(WHAT YOU NEED TO DO):
1/ Say whether each statement agrees with the abstract on visualization and fault detection in radial coordinates. Answer yes or no for each, and quote the deciding words of the abstract. (a) In 3D radial plots, each data sample is represented by a closed polygonal line. (b) The polygons are stacked horizontally according to sample size. (c) One of the industrial illustrations is detecting surge events in a compressor.
2/ Reproduce the passage of the abstract on visualization and fault detection in radial coordinates starting with "We exploit the" and going on through "1 (1985) 69–91.", swapping "distillation column" for "absorption column".
╭─ DOCUMENT SECTION
(78c) Visualization and Fault Detection in Radial Coordinates

Visualization and Fault Detection in Radial Coordinates
Ray Wang, Michael Baldea, and Thomas F. Edgar

McKetta Department of Chemical Engineering

The University of Texas at Austin, 1 University Station C0400, Austin, TX 78712

Mark Nixon, Willy Wojsznis, Ricardo Dunia

Emerson Process Management, Austin, TX

Email: mbaldea@che.utexas.edu

With the advancement of technology, many industries are devising new methods to produce and meet demand more efficiently. Data on various processes, be they chemical, manufacturing, or pharmaceutical, are collected using a variety of sensors. As processes increase in complexity to meet demand for innovative products, so does the number of sensors needed to keep track of the process. Furthermore, more precise control of the process may be needed, which leads to an increase in the sampling frequency of the sensors. Both of these trends lead to an increase in the volume of data collected.

As a consequence, process operating data have entered the “big data” age. While these data are readily available in databases or process historians, extract useful information for process analysis and decision support remains a difficult task.  An intuitive first step to understanding data is visualization; this is, however, challenging to accomplish for big process data using the customary 2D score plots.

To answer this challenge, in this paper we propose a variation of the parallel coordinate system [1], which we will refer to as 3D radial plots. 3D radial plots are based on using a closed-polygonal line to represent each data sample (as opposed to an open line used in parallel coordinates). The polygons representing data samples are “stacked” vertically according to the time data were acquired, which provides an explicit representation of time. Moreover, this representation allows for plotting of an arbitrary number of time-dependent variables on a single plot.

We exploit the geometric properties of the 3D radial plot framework and discuss several extensions, related to performing tasks such as fault detection and monitoring the evolution of a process during significant transitions between operating points. Further, we establish a connection between the proposed fault detection methodology and multivariate control charts.

The theoretical concepts are illustrated using industrial examples, amongst which, monitoring flooding in a distillation column and detecting surge events in a compressor.

References:

[1]          A. Inselberg, The plane with parallel coordinates, Vis. Comput. 1 (1985) 69–91.
╰─
╭─ DATA SECTION
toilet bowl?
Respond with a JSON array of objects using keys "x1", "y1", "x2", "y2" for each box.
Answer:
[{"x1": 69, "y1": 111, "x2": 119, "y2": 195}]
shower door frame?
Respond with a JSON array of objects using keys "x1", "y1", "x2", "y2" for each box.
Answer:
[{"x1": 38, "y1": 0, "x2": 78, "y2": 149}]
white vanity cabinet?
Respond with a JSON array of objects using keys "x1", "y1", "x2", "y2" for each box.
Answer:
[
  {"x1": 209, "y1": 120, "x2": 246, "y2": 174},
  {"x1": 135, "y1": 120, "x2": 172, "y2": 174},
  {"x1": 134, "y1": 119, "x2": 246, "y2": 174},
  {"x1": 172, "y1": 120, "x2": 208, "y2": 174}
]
╰─
(RESPONSES IN ORDER):
1/
(a) Yes: "3D radial plots are based on using a closed-polygonal line to represent each data sample"
(b) No: "The polygons representing data samples are “stacked” vertically according to the time data were acquired"
(c) Yes: "detecting surge events in a compressor"

2/
We exploit the geometric properties of the 3D radial plot framework and discuss several extensions, related to performing tasks such as fault detection and monitoring the evolution of a process during significant transitions between operating points. Further, we establish a connection between the proposed fault detection methodology and multivariate control charts.

The theoretical concepts are illustrated using industrial examples, amongst which, monitoring flooding in a absorption column and detecting surge events in a compressor.

References:

[1]          A. Inselberg, The plane with parallel coordinates, Vis. Comput. 1 (1985) 69–91.